(Request)
Please list every distinct username that heads a post in the forum thread below about changing the color scheme in Windows 7.

(Document passage)
──────

# Solved: Changing COLOR SCHEME in Windows 7...How to.



## Melissa_2011 (Oct 29, 2010)

On my Netbook, I can easily change my color scheme and personalize things such as icon size and spacing, fonts and colors for different schemes etc... by going to CONTROL PANEL/DISPLAY/CHANGE COLOR SCHEME and clicking on the "advanced" button. My Netbook has Windows 7 starter edition.

Here on my Desktop unit, a DELL INSPIRION 570 when I go into my control panel and click on "display", I do not see the option of changing my color scheme and therefore cannot get to the same area I want to. 

I do see a spot where you can select different THEMES but nothing about color schemes etc...

Any idea how I can navigate to exactly the same place on my desktop PC to make the same adjustments I do on my netbook?

BTW... I am the only one who uses my PC and therefore I am the administrator so I shouldn't be somehow prohibited from making these changes.

Thanks in advance

Melissa


----------



## LagunaGTO (Jan 28, 2011)

Right click on your desktop and go to *Personalize*.

From here you can:


 Click on *Display *on the bottom left to adjust font size, etc.
Click on *Window Color* in the middle on the bottom and inside of there you can click on Advanced Appearance Settings which let you choose colors/font/size.


----------



## Melissa_2011 (Oct 29, 2010)

Thanks Laguna  For whatever reason, the LAYOUT is a little different than on my Netbook but you steered me to the right place. Thanks again.

Melissa


----------



## LagunaGTO (Jan 28, 2011)

No problem! Glad you could find it.

Windows 7 Starter and Home Premium are very different when it comes to locations of objects/tasks.

Please make this thread as solved!


----------



## davehc (Oct 4, 2006)

a little worthless info! In the window you went to, bottom left, is "personalise" -takes you to the same view as above.


----------

──────

(Records from a point labeling set)
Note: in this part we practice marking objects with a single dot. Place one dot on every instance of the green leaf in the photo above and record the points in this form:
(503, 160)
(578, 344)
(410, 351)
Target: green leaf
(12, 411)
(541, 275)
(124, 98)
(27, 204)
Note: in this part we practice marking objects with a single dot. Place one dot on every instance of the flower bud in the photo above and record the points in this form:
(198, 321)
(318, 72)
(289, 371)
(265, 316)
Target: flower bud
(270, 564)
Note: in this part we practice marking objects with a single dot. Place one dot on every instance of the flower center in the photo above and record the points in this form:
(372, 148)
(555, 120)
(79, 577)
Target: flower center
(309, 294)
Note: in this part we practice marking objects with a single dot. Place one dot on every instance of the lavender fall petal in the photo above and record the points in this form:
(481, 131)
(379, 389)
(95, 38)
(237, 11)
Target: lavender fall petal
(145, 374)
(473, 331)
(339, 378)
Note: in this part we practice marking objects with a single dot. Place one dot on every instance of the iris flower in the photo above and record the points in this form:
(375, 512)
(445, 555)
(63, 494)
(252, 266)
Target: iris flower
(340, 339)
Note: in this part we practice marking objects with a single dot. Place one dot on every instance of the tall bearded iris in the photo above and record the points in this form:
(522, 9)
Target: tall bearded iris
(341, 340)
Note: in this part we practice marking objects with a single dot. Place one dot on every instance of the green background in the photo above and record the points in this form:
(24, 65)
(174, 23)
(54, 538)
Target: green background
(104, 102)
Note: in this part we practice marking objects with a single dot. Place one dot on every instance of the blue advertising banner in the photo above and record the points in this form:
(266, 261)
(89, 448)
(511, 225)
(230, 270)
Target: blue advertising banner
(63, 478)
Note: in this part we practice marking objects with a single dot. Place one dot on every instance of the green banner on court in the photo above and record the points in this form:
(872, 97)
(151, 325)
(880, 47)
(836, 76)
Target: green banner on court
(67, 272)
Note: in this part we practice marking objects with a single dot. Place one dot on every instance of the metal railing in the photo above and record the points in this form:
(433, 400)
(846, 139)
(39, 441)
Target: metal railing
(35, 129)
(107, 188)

──────

(Answer in full)
Melissa_2011
LagunaGTO
davehc